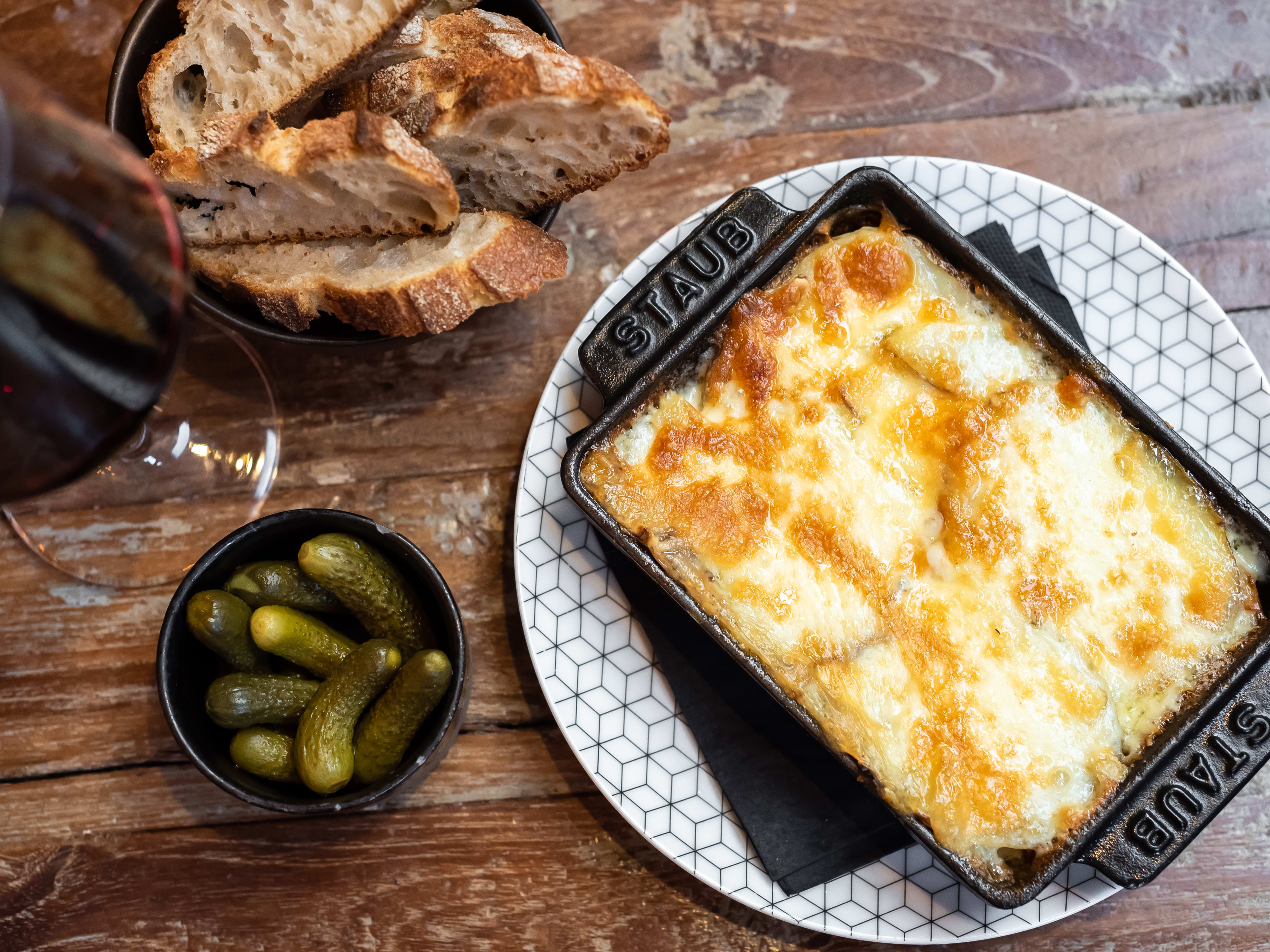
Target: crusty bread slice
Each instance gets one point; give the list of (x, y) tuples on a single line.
[(398, 286), (355, 175), (414, 40), (265, 55), (519, 122)]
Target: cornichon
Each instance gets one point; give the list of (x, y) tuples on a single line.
[(220, 621), (388, 728), (300, 639), (265, 753), (242, 700), (324, 739), (375, 592), (281, 583)]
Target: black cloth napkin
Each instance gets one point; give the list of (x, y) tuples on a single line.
[(808, 818)]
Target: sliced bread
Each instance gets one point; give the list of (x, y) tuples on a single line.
[(397, 286), (355, 175), (519, 122), (265, 55)]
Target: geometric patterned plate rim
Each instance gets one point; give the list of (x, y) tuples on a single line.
[(1142, 314)]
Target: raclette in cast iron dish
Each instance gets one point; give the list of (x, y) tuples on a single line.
[(1205, 754)]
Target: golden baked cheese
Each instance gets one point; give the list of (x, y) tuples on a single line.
[(985, 584)]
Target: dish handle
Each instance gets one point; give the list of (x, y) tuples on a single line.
[(701, 277), (1188, 789)]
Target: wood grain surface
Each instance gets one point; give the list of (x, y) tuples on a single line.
[(1152, 108)]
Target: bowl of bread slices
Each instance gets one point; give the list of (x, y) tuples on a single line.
[(365, 172)]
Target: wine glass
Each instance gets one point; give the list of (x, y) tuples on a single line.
[(131, 437)]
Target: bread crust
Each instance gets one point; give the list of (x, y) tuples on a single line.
[(157, 84), (512, 263), (474, 63), (253, 148)]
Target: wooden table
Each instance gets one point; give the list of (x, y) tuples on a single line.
[(1152, 108)]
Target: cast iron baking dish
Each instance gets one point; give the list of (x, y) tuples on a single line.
[(154, 24), (1207, 752)]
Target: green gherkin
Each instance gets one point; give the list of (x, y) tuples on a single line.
[(281, 583), (300, 639), (265, 753), (371, 587), (243, 700), (385, 732), (220, 621), (324, 739)]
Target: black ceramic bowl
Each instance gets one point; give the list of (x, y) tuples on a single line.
[(153, 26), (185, 667)]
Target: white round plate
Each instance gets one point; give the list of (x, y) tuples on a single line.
[(1143, 315)]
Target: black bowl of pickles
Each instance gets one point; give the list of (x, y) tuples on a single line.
[(313, 662)]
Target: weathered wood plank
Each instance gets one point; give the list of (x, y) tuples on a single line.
[(1236, 271), (77, 662), (564, 874), (498, 765), (730, 68), (465, 399)]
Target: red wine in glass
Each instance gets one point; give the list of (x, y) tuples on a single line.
[(121, 462), (92, 293)]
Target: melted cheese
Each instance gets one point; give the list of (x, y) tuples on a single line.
[(962, 560)]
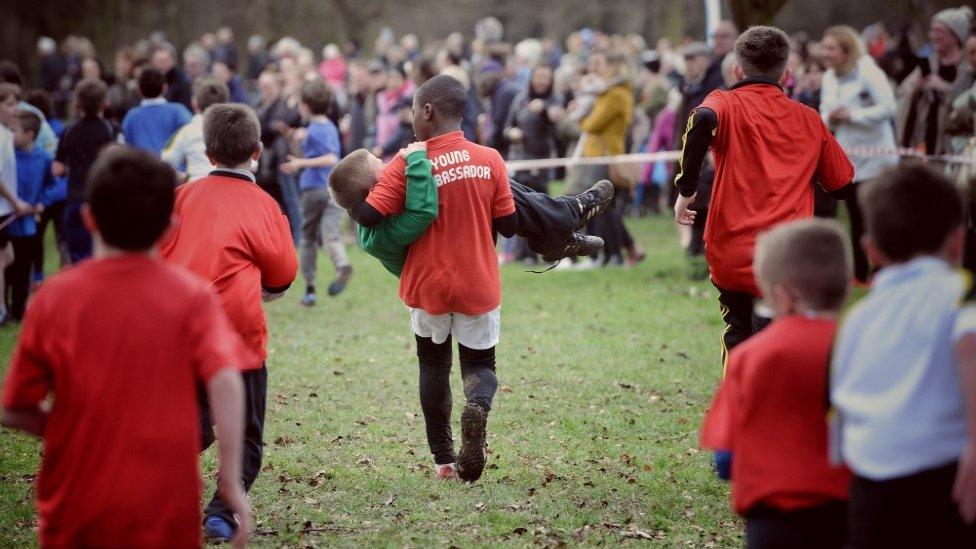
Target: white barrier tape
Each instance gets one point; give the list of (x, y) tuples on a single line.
[(644, 158)]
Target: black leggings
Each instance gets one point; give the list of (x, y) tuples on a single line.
[(480, 384)]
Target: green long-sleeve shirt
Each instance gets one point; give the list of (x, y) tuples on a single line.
[(388, 240)]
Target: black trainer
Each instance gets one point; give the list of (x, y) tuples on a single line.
[(471, 457), (577, 244), (594, 201)]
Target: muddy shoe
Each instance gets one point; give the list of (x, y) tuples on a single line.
[(576, 245), (471, 458), (594, 201)]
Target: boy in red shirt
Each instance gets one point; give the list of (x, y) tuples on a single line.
[(450, 279), (136, 337), (234, 235), (769, 415), (768, 150)]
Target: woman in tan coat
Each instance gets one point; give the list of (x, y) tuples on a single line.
[(605, 131)]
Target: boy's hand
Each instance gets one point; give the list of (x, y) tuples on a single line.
[(293, 165), (412, 148), (964, 489), (233, 494), (682, 214)]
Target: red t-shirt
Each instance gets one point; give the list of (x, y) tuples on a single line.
[(122, 343), (768, 151), (771, 413), (452, 268), (234, 235)]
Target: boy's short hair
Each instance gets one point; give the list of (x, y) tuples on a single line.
[(231, 133), (210, 91), (317, 96), (29, 121), (763, 51), (7, 90), (90, 95), (151, 83), (445, 94), (910, 211), (811, 257), (130, 193), (351, 179)]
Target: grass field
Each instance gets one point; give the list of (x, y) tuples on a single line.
[(593, 439)]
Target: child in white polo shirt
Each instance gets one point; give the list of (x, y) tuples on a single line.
[(903, 380)]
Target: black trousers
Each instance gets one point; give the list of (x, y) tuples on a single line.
[(51, 214), (741, 320), (912, 511), (480, 384), (255, 401), (544, 221), (862, 269), (820, 527), (17, 275)]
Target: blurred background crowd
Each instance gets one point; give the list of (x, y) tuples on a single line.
[(590, 94)]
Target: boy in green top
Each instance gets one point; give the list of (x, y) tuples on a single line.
[(388, 239)]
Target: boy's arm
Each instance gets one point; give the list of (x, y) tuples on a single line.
[(964, 489), (698, 136), (420, 204)]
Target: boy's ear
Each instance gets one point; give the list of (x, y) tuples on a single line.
[(876, 257), (88, 219)]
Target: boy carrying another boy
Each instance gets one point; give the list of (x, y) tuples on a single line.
[(767, 148), (234, 235), (136, 336), (767, 421), (903, 378), (321, 216), (34, 183)]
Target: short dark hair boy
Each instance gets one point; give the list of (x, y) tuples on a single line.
[(762, 51), (232, 134), (90, 96), (152, 83), (130, 217)]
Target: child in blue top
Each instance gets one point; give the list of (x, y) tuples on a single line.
[(321, 216), (150, 125), (34, 183)]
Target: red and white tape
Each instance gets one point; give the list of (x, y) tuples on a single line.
[(670, 156)]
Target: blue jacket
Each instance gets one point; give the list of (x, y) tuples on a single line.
[(34, 185)]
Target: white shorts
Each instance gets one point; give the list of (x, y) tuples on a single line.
[(474, 332)]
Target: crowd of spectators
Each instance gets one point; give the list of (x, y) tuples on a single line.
[(592, 94)]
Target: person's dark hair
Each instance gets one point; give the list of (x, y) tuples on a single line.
[(209, 91), (763, 51), (90, 96), (10, 73), (445, 94), (231, 133), (29, 121), (151, 83), (317, 96), (40, 99), (130, 193), (7, 90), (351, 179), (910, 211)]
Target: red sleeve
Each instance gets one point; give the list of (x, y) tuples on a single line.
[(718, 429), (391, 190), (215, 344), (274, 250), (29, 379), (502, 204), (834, 170)]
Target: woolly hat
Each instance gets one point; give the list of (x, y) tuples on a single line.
[(958, 20)]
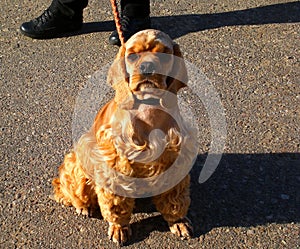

-*-

--- Work to do ---
Extract the lines above verbatim, beginning at the line that contains "Target: golden baked cheese" and stopping after the line that contains "[(365, 172)]".

--- Response to this exercise ---
Target: golden baked cheese
Each instance gets one point; give the list of (x, y) tuples on a single line.
[(985, 584)]
Target: dish handle
Each instance gets one point; give the list of (x, y) tuples on a single line.
[(701, 277), (1188, 789)]
Target: wood grain surface
Each instance gets one point; give the list of (x, y) tuples on a single line.
[(1152, 108)]
Target: bowl of bread slices
Each instance gets one point; give the list of (x, y) tuples on a single line.
[(365, 172)]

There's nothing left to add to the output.